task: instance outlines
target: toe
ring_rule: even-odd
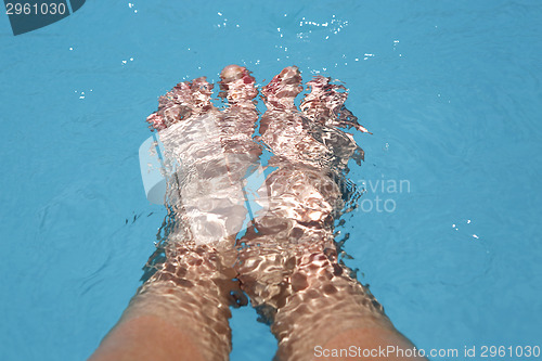
[[[230,105],[251,103],[258,95],[256,80],[244,66],[228,65],[220,72],[220,79],[219,96],[228,100]]]

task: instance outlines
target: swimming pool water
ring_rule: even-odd
[[[1,360],[85,359],[115,324],[165,215],[140,179],[144,119],[231,63],[347,83],[373,136],[356,134],[346,262],[401,332],[540,345],[541,2],[96,0],[16,37],[1,16]],[[232,360],[271,359],[255,312],[233,315]]]

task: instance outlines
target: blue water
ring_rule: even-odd
[[[17,37],[0,15],[1,360],[81,360],[115,324],[164,217],[140,179],[144,119],[230,63],[347,83],[374,133],[350,176],[395,206],[346,217],[347,263],[401,332],[542,343],[542,2],[134,1]],[[393,180],[410,188],[378,188]],[[255,319],[234,311],[232,360],[274,353]]]

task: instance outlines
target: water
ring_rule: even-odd
[[[3,16],[0,359],[85,359],[117,321],[164,217],[141,184],[144,119],[230,63],[261,85],[292,64],[346,81],[373,132],[350,178],[410,184],[367,191],[343,228],[401,332],[425,349],[540,343],[541,21],[538,1],[102,0],[13,37]],[[234,311],[232,360],[274,352],[255,318]]]

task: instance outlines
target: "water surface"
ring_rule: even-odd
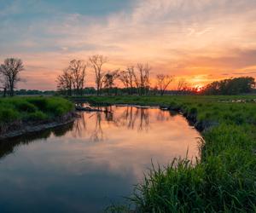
____________
Trascrivi tutte le righe dei record precedenti sotto forma di elenco numerato, tralasciando le righe vuote. Escludi le immagini dalla risposta.

1. task: instance outlines
2. target: toe
3. ring_rule: even-odd
4. [[[230,105],[251,103],[258,95],[256,80],[244,66],[228,65],[220,72],[220,79],[219,96],[228,100]]]
5. task: instance outlines
6. target: swimming pool water
7. ring_rule: even-odd
8. [[[1,360],[85,359],[115,324],[165,215],[140,179],[144,119],[231,63],[347,83],[373,136],[356,134],[346,262],[401,332],[540,345],[541,2],[96,0],[16,37],[1,16]],[[232,360],[271,359],[255,312],[233,315]]]
9. task: instance outlines
10. target: blue water
11. ring_rule: even-odd
12. [[[17,37],[0,15],[1,360],[81,360],[115,324],[164,217],[140,179],[144,119],[230,63],[347,83],[374,133],[350,176],[395,206],[346,217],[347,263],[401,332],[542,343],[542,2],[134,1]],[[393,180],[410,188],[378,188]],[[255,319],[234,311],[232,360],[274,353]]]
13. task: instance outlines
14. target: water
15. ring_rule: even-odd
16. [[[3,16],[0,359],[85,359],[117,321],[164,217],[141,184],[144,119],[230,63],[261,85],[292,64],[346,81],[373,132],[350,178],[410,184],[367,191],[343,228],[401,332],[425,349],[540,343],[541,21],[538,1],[102,0],[13,37]],[[234,311],[232,360],[274,352],[255,318]]]
17. task: instance outlines
18. target: "water surface"
19. ring_rule: even-odd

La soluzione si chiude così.